▶ **DOCUMENT PASSAGE**:
--
Oregon Wilderness Campaigns
Oregon has 16,135,800 acres of BLM lands and 15,661,278 acres of National Forests. The last wilderness areas designated in Oregon were in the Omnibus Law signed by President Obama in March 2009: Badger Creek Additions, Badland, Bull of the Woods Additions, Clackamas, Copper Salmon, Lower White River, Mark O. Hatfield Additions, Mount Hood Additions, Roaring River, Salmon-Huckleberry Additions, Spring Basin, and Soda Mountain
Oregon's Coast Range, which runs south from the Washington border, is home to what many consider the single most remote location in the entire state. Wassen Creek flows between the Smith and Umpqua Rivers and boasts the remarkable Devil's Staircase. It contains one of the finest stands of old growth ancient forest in Oregon's Coast Range, and is home to the coast's highest density of spotted owls. Wassen Creek supports healthy runs of Chinook and Coho salmon, and steelhead, up to Devil's Staircase's impenetrable barrier. It's also home to robust populations of elk, black bear, mountain lion, otter, and mink. The proposed Devil's Staircase Wilderness would be approximately 27,000 acres in size, with all 7 miles of Wassen Creek protected under the Wild and Scenic Rivers Act.
Lower John Day River
This legislation would designate, as wilderness, over 16,000 acres in the Cathedral Rock and Horse Heaven areas near the lower John Day River.
The areas encompass dramatic basalt cliffs and rolling hills of juniper, sagebrush and bluebranch wheatgrass. The landscape also offers key habitat for pygmy rabbit and Ferruginous Hawk and is a critical corridor connecting the habitats of a large number of key wildlife species.
--
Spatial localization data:
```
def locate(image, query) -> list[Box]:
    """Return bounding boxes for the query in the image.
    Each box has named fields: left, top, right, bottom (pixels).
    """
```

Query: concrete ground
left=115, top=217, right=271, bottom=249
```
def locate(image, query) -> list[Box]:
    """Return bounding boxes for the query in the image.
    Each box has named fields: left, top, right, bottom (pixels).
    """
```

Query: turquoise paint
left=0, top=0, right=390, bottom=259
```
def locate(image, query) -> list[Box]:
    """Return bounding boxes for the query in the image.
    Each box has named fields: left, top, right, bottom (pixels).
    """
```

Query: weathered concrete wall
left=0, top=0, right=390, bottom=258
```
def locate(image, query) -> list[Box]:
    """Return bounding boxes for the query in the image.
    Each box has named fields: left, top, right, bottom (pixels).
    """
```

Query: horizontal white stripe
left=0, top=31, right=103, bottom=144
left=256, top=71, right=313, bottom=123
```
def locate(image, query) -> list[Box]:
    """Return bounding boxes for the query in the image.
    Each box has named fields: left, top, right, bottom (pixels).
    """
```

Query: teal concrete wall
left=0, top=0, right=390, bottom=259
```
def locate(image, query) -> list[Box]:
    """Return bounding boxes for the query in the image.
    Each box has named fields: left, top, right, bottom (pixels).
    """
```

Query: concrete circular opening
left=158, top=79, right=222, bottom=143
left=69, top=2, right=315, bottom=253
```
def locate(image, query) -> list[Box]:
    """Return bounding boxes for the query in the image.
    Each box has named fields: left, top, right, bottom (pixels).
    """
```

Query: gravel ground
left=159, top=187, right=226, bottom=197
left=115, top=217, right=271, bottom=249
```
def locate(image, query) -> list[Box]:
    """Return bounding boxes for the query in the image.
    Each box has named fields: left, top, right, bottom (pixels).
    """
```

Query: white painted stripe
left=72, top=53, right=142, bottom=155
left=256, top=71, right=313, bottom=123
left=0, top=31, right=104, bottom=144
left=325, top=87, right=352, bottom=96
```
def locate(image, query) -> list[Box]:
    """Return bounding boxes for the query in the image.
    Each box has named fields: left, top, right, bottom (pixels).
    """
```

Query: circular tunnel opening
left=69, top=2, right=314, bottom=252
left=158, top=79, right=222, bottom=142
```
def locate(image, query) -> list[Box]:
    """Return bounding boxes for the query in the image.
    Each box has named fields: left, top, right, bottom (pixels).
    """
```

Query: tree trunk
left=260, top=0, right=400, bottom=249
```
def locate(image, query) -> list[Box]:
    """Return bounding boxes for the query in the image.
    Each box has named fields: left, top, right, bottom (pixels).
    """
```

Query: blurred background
--
▶ **WORK INSTRUCTION A**: Summarize the text on Oregon wilderness campaigns in two sentences.
▶ **WORK INSTRUCTION B**: Transcribe the text on Oregon wilderness campaigns word for word, from "The areas encompass" to "key wildlife species.".
The listing has no connection to the text about Oregon wilderness campaigns.

▶ **WRITTEN RESPONSE A**: Oregon's most recent wilderness designations came in the Omnibus Law that President Obama signed in March 2009, which added areas including Badger Creek Additions, Clackamas, Copper Salmon, Spring Basin, and Soda Mountain. Two further proposals are outlined: the Devil's Staircase Wilderness in the Coast Range, about 27,000 acres with all 7 miles of Wassen Creek protected under the Wild and Scenic Rivers Act, and legislation that would designate over 16,000 acres in the Cathedral Rock and Horse Heaven areas near the lower John Day River.

▶ **WRITTEN RESPONSE B**:
The areas encompass dramatic basalt cliffs and rolling hills of juniper, sagebrush and bluebranch wheatgrass. The landscape also offers key habitat for pygmy rabbit and Ferruginous Hawk and is a critical corridor connecting the habitats of a large number of key wildlife species.